— DIRECTIVE —
Copy the material below verbatim, beginning at the line with "task: segment the <item>white" and continuing through to the end of the material, both ends included.

Segmentation annotation records:

|---|

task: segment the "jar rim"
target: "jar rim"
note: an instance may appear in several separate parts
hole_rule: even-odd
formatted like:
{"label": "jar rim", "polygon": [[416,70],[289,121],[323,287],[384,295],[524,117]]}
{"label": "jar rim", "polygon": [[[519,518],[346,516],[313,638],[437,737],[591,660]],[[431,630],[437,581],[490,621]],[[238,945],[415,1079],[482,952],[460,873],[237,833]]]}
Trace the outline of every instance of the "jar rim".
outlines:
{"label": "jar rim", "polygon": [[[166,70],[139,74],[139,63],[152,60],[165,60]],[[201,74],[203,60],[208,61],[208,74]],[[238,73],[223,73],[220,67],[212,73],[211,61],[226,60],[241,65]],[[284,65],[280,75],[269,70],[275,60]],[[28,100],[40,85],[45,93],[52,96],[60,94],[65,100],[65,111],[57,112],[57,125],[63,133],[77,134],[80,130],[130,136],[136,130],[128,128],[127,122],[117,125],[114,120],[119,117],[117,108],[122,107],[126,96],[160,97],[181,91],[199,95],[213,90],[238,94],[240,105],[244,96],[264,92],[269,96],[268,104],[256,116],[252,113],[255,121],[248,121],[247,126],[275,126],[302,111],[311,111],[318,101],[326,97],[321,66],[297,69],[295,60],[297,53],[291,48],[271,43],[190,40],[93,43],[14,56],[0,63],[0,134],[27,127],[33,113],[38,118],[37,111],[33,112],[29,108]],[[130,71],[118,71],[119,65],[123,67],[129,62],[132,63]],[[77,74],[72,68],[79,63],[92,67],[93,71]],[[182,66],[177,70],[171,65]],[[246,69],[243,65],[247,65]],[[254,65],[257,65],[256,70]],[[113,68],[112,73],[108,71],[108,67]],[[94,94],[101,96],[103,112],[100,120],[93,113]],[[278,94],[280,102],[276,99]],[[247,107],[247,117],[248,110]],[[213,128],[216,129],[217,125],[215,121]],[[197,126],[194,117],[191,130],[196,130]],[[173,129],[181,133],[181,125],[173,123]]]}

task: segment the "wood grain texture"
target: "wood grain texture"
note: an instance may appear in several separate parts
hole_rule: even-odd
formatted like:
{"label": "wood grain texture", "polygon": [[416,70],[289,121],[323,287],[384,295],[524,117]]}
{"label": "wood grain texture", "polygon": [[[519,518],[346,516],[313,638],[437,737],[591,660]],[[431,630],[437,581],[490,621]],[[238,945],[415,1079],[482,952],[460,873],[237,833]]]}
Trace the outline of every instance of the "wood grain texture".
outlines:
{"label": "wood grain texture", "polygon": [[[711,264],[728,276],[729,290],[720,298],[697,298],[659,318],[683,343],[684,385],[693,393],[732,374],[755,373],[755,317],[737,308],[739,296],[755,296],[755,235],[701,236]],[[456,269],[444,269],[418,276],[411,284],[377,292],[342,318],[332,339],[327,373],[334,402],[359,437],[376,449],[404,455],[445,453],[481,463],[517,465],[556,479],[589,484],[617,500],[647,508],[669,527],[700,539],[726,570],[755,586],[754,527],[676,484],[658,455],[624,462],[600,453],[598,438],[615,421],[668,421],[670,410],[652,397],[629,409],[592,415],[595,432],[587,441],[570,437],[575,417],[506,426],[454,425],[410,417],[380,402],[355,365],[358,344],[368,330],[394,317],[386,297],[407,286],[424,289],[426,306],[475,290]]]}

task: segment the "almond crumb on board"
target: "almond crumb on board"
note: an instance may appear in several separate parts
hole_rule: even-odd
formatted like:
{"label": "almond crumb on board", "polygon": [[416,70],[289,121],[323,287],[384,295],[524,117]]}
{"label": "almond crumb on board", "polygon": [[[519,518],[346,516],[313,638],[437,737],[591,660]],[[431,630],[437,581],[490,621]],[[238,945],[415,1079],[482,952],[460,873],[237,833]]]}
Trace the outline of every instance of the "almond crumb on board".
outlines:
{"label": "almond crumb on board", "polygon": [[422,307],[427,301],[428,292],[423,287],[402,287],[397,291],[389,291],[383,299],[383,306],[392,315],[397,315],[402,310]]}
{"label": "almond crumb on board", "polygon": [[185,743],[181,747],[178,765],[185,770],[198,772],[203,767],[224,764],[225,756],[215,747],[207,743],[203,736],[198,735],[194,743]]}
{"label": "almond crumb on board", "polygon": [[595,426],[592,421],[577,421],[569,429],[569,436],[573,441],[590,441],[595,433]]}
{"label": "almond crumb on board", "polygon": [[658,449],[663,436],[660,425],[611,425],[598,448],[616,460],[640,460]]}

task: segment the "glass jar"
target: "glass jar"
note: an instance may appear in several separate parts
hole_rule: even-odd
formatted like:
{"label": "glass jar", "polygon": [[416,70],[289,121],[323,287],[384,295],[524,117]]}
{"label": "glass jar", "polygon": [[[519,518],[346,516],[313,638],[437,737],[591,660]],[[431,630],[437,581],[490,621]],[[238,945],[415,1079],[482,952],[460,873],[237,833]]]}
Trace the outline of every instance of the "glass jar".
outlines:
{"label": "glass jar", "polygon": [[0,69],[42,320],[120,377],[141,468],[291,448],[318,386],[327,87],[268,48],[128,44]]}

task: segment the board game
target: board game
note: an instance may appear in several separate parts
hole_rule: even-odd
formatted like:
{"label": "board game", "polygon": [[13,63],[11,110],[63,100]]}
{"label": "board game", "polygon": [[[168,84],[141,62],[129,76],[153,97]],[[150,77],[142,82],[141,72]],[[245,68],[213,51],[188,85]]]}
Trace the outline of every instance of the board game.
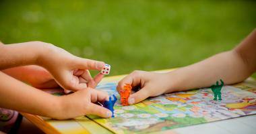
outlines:
{"label": "board game", "polygon": [[256,114],[255,80],[223,86],[221,101],[214,100],[212,91],[206,88],[152,97],[130,106],[122,106],[120,103],[120,96],[116,91],[118,80],[101,82],[96,88],[117,96],[115,117],[88,116],[113,133],[158,133]]}

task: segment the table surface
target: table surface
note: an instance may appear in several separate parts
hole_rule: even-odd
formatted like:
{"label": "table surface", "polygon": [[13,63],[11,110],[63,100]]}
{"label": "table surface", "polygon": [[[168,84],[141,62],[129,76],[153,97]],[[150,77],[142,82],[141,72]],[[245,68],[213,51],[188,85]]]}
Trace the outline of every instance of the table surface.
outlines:
{"label": "table surface", "polygon": [[[157,72],[166,72],[172,70],[163,70]],[[102,82],[111,81],[115,78],[125,76],[115,76],[106,77]],[[75,119],[57,121],[38,115],[22,113],[26,118],[42,129],[46,133],[96,133],[100,131],[101,133],[113,133],[111,131],[99,125],[88,118],[77,118]],[[256,115],[241,117],[224,121],[195,125],[163,131],[161,133],[255,133]]]}

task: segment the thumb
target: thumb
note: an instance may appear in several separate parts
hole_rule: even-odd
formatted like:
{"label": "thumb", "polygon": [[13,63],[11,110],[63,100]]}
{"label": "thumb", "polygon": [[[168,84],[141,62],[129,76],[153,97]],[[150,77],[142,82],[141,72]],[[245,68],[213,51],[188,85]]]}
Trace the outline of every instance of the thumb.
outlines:
{"label": "thumb", "polygon": [[135,93],[131,94],[128,98],[129,105],[139,103],[149,97],[150,96],[149,90],[147,87],[143,87]]}
{"label": "thumb", "polygon": [[90,110],[88,114],[98,115],[103,118],[110,118],[112,116],[112,112],[94,103],[91,103],[89,105],[89,109]]}
{"label": "thumb", "polygon": [[79,69],[84,70],[100,70],[103,69],[105,64],[103,62],[92,60],[90,59],[85,59],[82,58],[77,58],[75,64]]}

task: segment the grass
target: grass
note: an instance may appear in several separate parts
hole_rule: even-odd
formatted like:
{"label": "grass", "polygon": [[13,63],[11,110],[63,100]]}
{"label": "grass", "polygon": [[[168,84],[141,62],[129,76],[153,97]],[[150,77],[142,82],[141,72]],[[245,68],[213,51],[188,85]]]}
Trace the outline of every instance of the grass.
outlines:
{"label": "grass", "polygon": [[1,1],[0,40],[40,40],[112,65],[111,75],[183,66],[256,26],[250,1]]}

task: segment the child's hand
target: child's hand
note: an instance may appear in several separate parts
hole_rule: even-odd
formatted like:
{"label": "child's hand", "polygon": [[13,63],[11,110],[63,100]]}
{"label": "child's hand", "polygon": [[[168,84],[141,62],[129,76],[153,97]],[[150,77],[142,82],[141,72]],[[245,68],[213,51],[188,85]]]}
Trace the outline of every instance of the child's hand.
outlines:
{"label": "child's hand", "polygon": [[42,44],[46,51],[38,56],[37,64],[46,68],[64,89],[94,88],[103,78],[100,73],[92,78],[88,70],[100,70],[104,62],[79,58],[53,45]]}
{"label": "child's hand", "polygon": [[[67,119],[86,115],[95,115],[109,118],[112,113],[108,109],[94,104],[97,102],[108,100],[106,92],[87,88],[73,94],[59,96],[61,109],[51,117],[57,119]],[[53,113],[52,113],[53,114]]]}
{"label": "child's hand", "polygon": [[128,98],[129,105],[137,103],[149,96],[156,96],[166,92],[170,87],[170,80],[167,73],[133,71],[119,81],[117,90],[122,90],[125,84],[133,87],[140,86],[141,89],[130,95]]}

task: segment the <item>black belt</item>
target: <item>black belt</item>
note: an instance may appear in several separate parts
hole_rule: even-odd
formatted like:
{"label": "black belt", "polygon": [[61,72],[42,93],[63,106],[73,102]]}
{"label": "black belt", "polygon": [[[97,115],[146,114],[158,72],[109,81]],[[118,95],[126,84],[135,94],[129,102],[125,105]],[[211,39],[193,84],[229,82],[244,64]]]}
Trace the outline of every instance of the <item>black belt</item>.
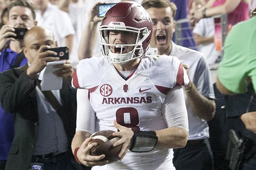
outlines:
{"label": "black belt", "polygon": [[56,154],[55,153],[51,152],[50,153],[41,155],[33,155],[33,156],[35,156],[38,158],[42,158],[43,159],[49,159],[53,158],[56,158],[59,156],[64,156],[66,154],[66,152],[63,152],[62,153]]}
{"label": "black belt", "polygon": [[204,139],[189,140],[187,142],[186,146],[195,146],[202,144],[204,143]]}

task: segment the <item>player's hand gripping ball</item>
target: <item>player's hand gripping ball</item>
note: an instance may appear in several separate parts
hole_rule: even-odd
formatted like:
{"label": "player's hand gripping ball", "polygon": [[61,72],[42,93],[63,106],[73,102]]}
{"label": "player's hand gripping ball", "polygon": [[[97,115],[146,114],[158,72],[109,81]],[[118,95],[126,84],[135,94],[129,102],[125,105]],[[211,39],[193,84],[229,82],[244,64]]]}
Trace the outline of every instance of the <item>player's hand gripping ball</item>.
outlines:
{"label": "player's hand gripping ball", "polygon": [[97,146],[92,148],[90,153],[93,156],[105,155],[105,157],[102,160],[108,160],[110,161],[117,161],[119,160],[118,154],[122,148],[122,144],[116,147],[112,145],[120,139],[119,137],[113,136],[112,133],[114,132],[112,130],[105,130],[95,132],[91,137],[93,140],[90,143],[96,142]]}

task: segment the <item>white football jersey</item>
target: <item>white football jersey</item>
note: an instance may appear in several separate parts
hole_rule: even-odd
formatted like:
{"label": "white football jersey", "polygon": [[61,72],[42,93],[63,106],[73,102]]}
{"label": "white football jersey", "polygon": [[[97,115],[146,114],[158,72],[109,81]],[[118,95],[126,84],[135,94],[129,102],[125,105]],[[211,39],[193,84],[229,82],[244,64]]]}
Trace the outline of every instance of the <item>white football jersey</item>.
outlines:
{"label": "white football jersey", "polygon": [[[76,130],[90,133],[103,130],[117,131],[113,125],[115,119],[134,130],[180,127],[188,130],[181,88],[189,81],[184,73],[180,61],[168,56],[144,57],[127,80],[103,57],[80,61],[72,80],[74,87],[85,89],[78,90]],[[166,94],[175,88],[180,92],[171,95],[177,96],[172,97],[170,102],[175,107],[163,110],[163,106],[169,104],[165,103]],[[172,149],[143,153],[129,151],[121,161],[105,165],[102,169],[175,170],[172,157]],[[101,169],[98,168],[93,169]]]}

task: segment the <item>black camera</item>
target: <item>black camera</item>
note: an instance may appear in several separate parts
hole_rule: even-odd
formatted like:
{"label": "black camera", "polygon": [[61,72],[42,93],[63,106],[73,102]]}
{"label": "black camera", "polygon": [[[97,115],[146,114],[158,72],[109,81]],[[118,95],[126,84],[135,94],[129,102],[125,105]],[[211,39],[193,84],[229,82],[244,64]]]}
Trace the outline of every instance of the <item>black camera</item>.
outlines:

|---|

— RESULT FOR THIS TASK —
task: segment the <item>white football jersey</item>
target: <item>white football jersey</item>
note: an instance may appear in several separate parts
hole_rule: even-odd
formatted like:
{"label": "white football jersey", "polygon": [[61,72],[42,93],[63,106],[73,102]]}
{"label": "white football jersey", "polygon": [[[97,115],[146,114],[158,72],[109,81]],[[118,95],[126,84],[135,94],[129,102],[125,105]],[[211,39],[193,84],[229,82],[244,64]]]}
Trace the outline of every instance of the <item>white football jersey</item>.
outlines:
{"label": "white football jersey", "polygon": [[[76,130],[90,133],[103,130],[117,131],[113,125],[115,119],[134,130],[180,127],[188,130],[181,88],[189,81],[184,73],[180,61],[168,56],[144,57],[127,80],[103,57],[80,61],[72,80],[74,87],[85,89],[78,90]],[[166,94],[175,88],[180,92],[171,95],[177,96],[172,97],[170,102],[175,107],[163,110],[163,106],[169,104],[165,103]],[[172,149],[143,153],[129,151],[121,161],[105,165],[102,169],[175,170],[172,157]],[[101,169],[98,168],[93,169]]]}

task: segment the <item>black camera</item>
target: <item>black camera</item>
note: an instance may appear in several separate parts
hole_rule: even-odd
formatted like:
{"label": "black camera", "polygon": [[61,72],[42,93],[63,106],[73,102]]}
{"label": "black camera", "polygon": [[[97,115],[146,114],[158,72],[109,81]],[[118,95],[126,84],[135,94],[129,102],[125,105]],[[211,39],[193,84],[229,82],[244,64]]]}
Trace the outline of every instance of the <item>black camera</item>.
outlines:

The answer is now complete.